* start Dataset content *

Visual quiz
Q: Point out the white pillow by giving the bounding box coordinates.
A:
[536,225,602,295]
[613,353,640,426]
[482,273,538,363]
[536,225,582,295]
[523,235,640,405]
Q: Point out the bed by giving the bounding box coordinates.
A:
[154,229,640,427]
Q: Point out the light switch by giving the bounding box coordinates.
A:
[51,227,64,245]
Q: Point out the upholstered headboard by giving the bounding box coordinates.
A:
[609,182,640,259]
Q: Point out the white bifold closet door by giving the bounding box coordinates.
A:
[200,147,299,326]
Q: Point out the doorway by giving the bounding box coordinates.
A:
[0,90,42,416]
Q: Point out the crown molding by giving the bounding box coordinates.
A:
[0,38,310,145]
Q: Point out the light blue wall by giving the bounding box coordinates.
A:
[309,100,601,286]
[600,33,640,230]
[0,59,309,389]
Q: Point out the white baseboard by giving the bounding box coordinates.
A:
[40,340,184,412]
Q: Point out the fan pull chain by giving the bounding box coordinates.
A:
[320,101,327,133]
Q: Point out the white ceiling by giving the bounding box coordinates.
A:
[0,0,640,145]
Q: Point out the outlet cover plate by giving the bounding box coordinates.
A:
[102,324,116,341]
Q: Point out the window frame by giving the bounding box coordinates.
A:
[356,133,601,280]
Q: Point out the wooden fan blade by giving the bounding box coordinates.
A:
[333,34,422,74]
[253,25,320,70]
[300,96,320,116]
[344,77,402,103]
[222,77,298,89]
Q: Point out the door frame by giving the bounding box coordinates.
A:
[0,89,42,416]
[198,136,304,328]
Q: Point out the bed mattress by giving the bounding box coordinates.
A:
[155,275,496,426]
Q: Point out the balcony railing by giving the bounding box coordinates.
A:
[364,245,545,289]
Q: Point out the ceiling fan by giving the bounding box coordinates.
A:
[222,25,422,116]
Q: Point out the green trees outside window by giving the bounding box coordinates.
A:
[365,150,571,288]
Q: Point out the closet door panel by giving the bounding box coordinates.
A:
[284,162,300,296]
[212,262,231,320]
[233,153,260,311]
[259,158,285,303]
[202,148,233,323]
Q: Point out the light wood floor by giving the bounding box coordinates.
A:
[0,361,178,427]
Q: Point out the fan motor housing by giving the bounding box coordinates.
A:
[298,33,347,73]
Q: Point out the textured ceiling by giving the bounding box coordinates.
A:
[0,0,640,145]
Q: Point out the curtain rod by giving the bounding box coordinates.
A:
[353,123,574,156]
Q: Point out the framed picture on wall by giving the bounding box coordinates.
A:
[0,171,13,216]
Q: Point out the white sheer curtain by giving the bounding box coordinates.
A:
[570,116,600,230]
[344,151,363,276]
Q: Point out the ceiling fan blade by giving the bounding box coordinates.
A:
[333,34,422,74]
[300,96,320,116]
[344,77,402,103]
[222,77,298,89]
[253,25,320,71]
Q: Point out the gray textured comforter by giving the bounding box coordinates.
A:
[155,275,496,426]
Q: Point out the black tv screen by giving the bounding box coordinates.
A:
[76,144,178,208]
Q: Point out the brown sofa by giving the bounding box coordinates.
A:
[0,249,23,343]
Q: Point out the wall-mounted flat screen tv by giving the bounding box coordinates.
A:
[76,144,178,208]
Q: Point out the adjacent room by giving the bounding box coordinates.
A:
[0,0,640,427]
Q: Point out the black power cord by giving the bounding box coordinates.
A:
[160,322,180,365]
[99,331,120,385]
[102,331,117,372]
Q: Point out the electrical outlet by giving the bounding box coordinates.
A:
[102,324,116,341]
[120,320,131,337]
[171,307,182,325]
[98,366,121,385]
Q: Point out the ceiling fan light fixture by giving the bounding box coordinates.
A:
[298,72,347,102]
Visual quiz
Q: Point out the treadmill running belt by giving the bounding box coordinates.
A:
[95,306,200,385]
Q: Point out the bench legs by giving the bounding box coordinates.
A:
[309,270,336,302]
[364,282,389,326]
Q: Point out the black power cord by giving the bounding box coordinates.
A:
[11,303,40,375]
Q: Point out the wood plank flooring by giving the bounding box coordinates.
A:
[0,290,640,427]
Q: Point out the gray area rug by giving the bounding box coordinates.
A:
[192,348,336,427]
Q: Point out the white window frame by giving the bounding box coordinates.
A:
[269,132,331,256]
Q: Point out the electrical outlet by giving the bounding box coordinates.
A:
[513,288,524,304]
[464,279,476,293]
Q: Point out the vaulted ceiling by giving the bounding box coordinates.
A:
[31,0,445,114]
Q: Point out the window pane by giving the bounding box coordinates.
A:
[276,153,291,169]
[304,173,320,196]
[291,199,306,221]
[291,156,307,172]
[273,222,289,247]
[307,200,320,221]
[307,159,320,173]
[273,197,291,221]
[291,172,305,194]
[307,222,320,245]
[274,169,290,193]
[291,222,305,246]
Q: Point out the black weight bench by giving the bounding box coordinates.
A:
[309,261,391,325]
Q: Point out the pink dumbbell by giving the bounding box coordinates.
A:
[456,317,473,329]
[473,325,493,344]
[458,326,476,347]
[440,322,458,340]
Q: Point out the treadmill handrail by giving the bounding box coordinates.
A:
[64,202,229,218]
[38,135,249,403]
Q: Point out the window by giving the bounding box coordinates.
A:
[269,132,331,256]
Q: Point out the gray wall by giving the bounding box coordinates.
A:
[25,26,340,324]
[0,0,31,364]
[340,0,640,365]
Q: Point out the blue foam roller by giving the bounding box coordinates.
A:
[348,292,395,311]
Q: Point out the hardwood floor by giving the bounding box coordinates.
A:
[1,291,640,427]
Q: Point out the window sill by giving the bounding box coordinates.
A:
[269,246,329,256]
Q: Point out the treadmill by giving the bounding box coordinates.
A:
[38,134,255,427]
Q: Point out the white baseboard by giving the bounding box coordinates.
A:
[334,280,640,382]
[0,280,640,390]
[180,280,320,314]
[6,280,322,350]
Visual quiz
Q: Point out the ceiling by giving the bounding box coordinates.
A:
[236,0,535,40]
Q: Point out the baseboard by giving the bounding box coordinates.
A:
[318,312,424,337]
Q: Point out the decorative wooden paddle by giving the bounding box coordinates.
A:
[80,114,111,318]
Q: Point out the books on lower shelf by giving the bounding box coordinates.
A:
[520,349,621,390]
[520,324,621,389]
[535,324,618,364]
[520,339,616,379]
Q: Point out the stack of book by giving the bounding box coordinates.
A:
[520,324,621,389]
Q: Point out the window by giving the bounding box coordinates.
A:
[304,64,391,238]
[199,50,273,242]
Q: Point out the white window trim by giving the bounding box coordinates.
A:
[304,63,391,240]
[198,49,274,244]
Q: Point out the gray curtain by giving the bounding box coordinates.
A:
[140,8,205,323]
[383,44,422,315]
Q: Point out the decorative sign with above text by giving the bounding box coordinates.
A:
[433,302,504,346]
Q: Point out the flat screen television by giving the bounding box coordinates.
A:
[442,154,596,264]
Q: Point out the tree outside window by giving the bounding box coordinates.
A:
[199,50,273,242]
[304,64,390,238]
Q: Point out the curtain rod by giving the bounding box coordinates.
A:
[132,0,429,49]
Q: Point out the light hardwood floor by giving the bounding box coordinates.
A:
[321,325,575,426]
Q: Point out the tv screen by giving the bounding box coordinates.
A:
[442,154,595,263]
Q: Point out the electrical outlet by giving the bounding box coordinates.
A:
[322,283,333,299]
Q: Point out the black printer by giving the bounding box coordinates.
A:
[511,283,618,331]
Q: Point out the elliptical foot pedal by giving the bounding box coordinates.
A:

* end Dataset content *

● What to do
Update the lines above by replacing "bounding box coordinates" with "pixel coordinates" throughout, leaving everything else as it is.

● Complete response
Visual quiz
Q: Point out the white pillow by giving the pixel coordinates.
A:
[536,225,602,295]
[613,353,640,426]
[482,273,538,363]
[536,225,582,295]
[523,235,640,405]
Q: Point out the bed by giving the pixel coordinates.
A:
[154,229,640,427]
Q: Point out the light switch by giving the pixel coordinates.
A:
[51,227,64,245]
Q: Point out the upholstered headboard by giving the pixel coordinates.
A:
[609,182,640,259]
Q: Point out the white bifold closet door by giving the pixel coordinates.
A:
[200,147,299,326]
Q: Point out the doorway by giving the pixel coordinates.
A:
[0,90,42,416]
Q: Point out the crown molding by giving the pixel coordinates.
A:
[0,38,310,145]
Q: Point out the light blue wall by giving the pixel coordinates.
A:
[309,100,601,286]
[600,33,640,230]
[0,59,309,389]
Q: Point out the white baseboard by giving the pixel coordinates.
A:
[40,340,184,412]
Q: Point out the fan pull chain by giving the pixel coordinates.
A:
[320,101,327,133]
Q: Point out the white ceiling by giving the pixel coordinates.
A:
[0,0,640,145]
Q: Point out the outlet cover plate by giving the pixel coordinates.
A:
[102,324,116,341]
Q: Point out the window frame by giving the pixel coordinates.
A:
[356,133,601,280]
Q: Point out the wooden fan blade by giving the pixel coordinates.
A:
[333,34,422,74]
[253,25,320,70]
[300,96,320,116]
[344,77,402,103]
[222,77,298,89]
Q: Point out the door frame by giving the pixel coordinates.
A:
[0,89,42,416]
[198,136,304,328]
Q: Point out the bed mattress by giving the pixel coordinates.
A:
[155,275,496,426]
Q: Point out the balcony railing by giving the pixel coordinates.
A:
[364,245,545,289]
Q: Point out the ceiling fan by giving the pixel coordinates.
A:
[222,25,422,116]
Q: Point out the green trees outside window by giving the pixel coordinates.
A:
[365,150,571,288]
Q: Point out the closet door panel by giving the pixel coordinates.
A:
[284,162,300,296]
[212,262,231,320]
[233,153,260,311]
[259,158,285,303]
[202,148,233,323]
Q: Point out the light wood floor by giving the pixel coordinates.
A:
[0,361,178,427]
Q: Point out the fan motor housing by giving the pixel coordinates.
A:
[298,33,347,73]
Q: Point out the textured ceiling by giving the pixel coordinates.
A:
[0,0,640,145]
Q: Point out the curtain rod by giving the pixel coordinates.
A:
[353,123,574,156]
Q: Point out the framed picture on wall by giving the pixel coordinates.
A:
[0,171,13,216]
Q: Point out the white sheer curtain by giving the pixel coordinates.
A:
[570,116,600,230]
[344,151,363,276]
Q: Point out the ceiling fan blade by giving the pixel coordinates.
A:
[333,34,422,74]
[300,96,320,116]
[344,77,402,103]
[222,77,298,89]
[253,25,320,71]
Q: Point out the gray textured comforter by giving the pixel coordinates.
A:
[155,275,496,426]
Q: Point out the black tv screen by giving the pixel coordinates.
A:
[76,144,178,208]
Q: Point out the brown sofa by giving the pixel coordinates.
A:
[0,249,23,343]
Q: Point out the wall-mounted flat screen tv by giving the pixel coordinates.
A:
[76,144,178,208]
Q: Point out the adjacent room by giving the pixel coordinates.
A:
[0,0,640,427]
Q: Point out the black power cord by giving the pixel coordinates.
A:
[160,322,180,365]
[99,331,120,385]
[102,331,117,372]
Q: Point out the electrical outlet by giving the pixel coordinates.
A:
[102,324,116,341]
[120,320,131,337]
[171,307,182,325]
[98,366,121,385]
Q: Point out the ceiling fan light fixture by giving the pixel coordinates.
A:
[298,72,347,102]
Visual quiz
Q: Point out the treadmill running belt by giving the pixel coordinates.
A:
[95,306,200,385]
Q: Point out the bench legs by giving the pixel coordinates.
A:
[309,270,336,302]
[364,282,389,326]
Q: Point out the black power cord by giving the pixel coordinates.
A:
[11,303,40,375]
Q: Point out the wood plank flooring by giving the pixel coordinates.
A:
[0,290,640,427]
Q: Point out the gray area rug by giving the pixel coordinates.
A:
[192,348,336,427]
Q: Point out the white window frame by giving the pixel coordinates.
A:
[269,132,331,256]
Q: Point out the electrical outlet by giving the pixel coordinates.
A:
[513,288,524,304]
[464,279,476,293]
Q: Point out the vaulted ceiling by giving the pixel coordinates.
A:
[31,0,445,114]
Q: Point out the window pane by giving the pixel coordinates.
A:
[276,153,291,169]
[304,173,320,196]
[291,199,306,221]
[291,156,307,172]
[273,222,289,247]
[307,200,320,221]
[307,159,320,173]
[273,197,291,221]
[291,172,305,194]
[307,222,320,245]
[274,169,290,193]
[291,222,305,246]
Q: Point out the black weight bench by giving the pixel coordinates.
A:
[309,261,391,325]
Q: Point out the pink dumbbell by giving the pixel coordinates.
A:
[456,317,473,329]
[473,325,493,344]
[458,326,476,347]
[440,322,458,340]
Q: Point out the treadmill handrail by giving the pixel coordinates.
A:
[64,202,229,218]
[38,135,249,403]
Q: Point out the window by giving the pixel coordinates.
A:
[269,132,331,256]
Q: Point out the gray wall by giving the pixel coordinates.
A:
[25,26,340,324]
[0,0,31,364]
[340,0,640,365]
Q: Point out the blue foam roller by giving the pixel coordinates.
A:
[348,292,395,311]
Q: Point out the hardwood floor by giving the pixel coordinates.
A:
[1,291,640,427]
Q: Point out the window sill by giving the pixel coordinates.
A:
[269,246,329,256]
Q: Point out the treadmill by giving the pixel coordinates.
A:
[38,134,255,427]
Q: Point out the white baseboard by giving the pixel coordinates.
A:
[334,280,640,382]
[0,280,640,390]
[180,280,320,314]
[6,280,322,350]
Visual quiz
Q: Point out the ceiling by giving the pixel coordinates.
A:
[236,0,535,40]
Q: Point out the baseboard by giving the pixel coordinates.
A:
[318,312,424,337]
Q: Point out the decorative wooden paddle by giving the pixel coordinates.
A:
[80,114,111,318]
Q: Point out the books on lower shelf by giving the pixel coordinates.
A:
[520,349,621,390]
[520,324,621,389]
[535,324,618,364]
[520,339,616,379]
Q: Point out the stack of book by giving the pixel coordinates.
A:
[520,324,621,389]
Q: Point out the window by giving the pixel coordinates.
A:
[304,64,391,238]
[199,50,273,242]
Q: Point out the white window trim by giving the pixel coordinates.
A:
[304,63,391,240]
[198,49,274,244]
Q: Point out the gray curtain by giving the pixel coordinates.
A:
[140,8,205,323]
[383,44,422,315]
Q: Point out the decorative sign with above text by giving the pixel coordinates.
A:
[433,302,504,346]
Q: Point out the flat screen television by giving the pixel coordinates.
A:
[442,154,596,264]
Q: Point out the tree outside window by giving the pixel coordinates.
A:
[199,50,273,242]
[304,64,390,238]
Q: Point out the curtain rod by giving the pixel coordinates.
A:
[132,0,429,49]
Q: Point out the light hardwood floor by giving the pixel coordinates.
A:
[321,325,575,426]
Q: Point out the tv screen by giving the pixel coordinates.
A:
[442,154,595,263]
Q: Point out the electrical outlet by giving the pixel coordinates.
A:
[322,283,333,299]
Q: Point out the black printer by giving the pixel coordinates.
A:
[511,283,618,331]
Q: Point out the elliptical foot pedal by giving the pixel coordinates.
A:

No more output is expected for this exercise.